Exercise instructions:
Which lines in the items below contain the word "instance" with matching case? Find them and copy each one.

Records from a data source:
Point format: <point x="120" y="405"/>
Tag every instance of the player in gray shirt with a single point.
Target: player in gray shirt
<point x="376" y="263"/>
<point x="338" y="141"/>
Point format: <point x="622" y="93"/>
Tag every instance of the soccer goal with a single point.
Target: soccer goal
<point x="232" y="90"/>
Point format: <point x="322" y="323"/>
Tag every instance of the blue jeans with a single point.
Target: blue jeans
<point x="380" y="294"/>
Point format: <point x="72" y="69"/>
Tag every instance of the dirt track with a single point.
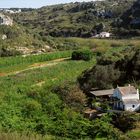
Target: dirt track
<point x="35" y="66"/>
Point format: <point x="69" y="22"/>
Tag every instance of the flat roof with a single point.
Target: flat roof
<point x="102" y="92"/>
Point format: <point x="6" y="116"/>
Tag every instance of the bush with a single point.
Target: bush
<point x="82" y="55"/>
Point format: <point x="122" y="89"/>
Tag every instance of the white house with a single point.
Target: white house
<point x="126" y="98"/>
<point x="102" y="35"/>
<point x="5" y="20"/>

==

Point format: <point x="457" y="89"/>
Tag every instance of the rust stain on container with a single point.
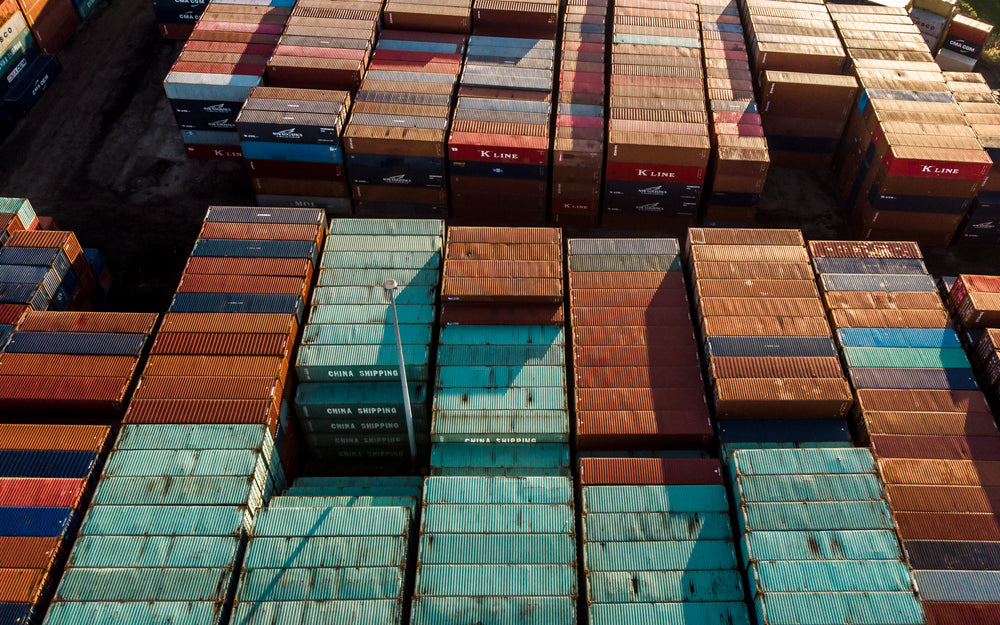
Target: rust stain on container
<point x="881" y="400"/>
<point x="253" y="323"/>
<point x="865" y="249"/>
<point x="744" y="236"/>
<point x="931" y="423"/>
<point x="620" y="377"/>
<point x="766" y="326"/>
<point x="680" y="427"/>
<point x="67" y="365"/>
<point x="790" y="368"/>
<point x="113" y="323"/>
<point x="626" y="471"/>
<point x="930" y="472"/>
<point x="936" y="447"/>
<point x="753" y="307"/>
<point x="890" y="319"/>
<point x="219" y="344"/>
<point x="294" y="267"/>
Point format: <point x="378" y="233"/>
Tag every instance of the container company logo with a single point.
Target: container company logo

Solved problem:
Tag every instance of the player in gray shirt with a single point.
Tag every instance of the soccer goal with a single point.
Tag every instance of the blue jeans with a single point.
Tag every instance of the dirt track with a single point.
Tag every instance of the flat roof with a single point.
Tag every instance of the bush with a single point.
Tag every instance of the white house with a single point.
Tag every instance of the rust stain on container with a single point.
Tag every instance of the container company logo with a single point.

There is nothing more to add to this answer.